— start of Dataset rows —

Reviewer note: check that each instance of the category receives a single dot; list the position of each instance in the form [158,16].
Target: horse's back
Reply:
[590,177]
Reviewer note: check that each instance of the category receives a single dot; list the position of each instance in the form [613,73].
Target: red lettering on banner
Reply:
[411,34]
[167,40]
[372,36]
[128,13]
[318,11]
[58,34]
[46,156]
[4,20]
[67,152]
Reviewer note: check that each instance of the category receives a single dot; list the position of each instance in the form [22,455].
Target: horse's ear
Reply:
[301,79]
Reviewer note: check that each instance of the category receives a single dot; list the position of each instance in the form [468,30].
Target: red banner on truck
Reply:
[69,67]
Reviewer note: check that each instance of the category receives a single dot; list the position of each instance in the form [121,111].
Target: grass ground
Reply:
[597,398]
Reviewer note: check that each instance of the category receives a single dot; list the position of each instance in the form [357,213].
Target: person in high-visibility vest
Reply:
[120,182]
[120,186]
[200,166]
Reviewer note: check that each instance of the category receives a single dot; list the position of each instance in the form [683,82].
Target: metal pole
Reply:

— end of Dataset rows —

Set task> Pull out the lines above starting at the one containing "the form [357,213]." and ending at the last line of the rows, and copy them word for word.

Solution to the exercise>
Reviewer note: check that each instance of the category receives a single dot; list the position of each instance in the form [357,213].
Target: person in high-visibility vest
Reply:
[120,182]
[120,186]
[200,166]
Reviewer note: check that each instance of the category receives a single dot; list the position of each instance in the form [683,82].
Target: metal pole
Reply:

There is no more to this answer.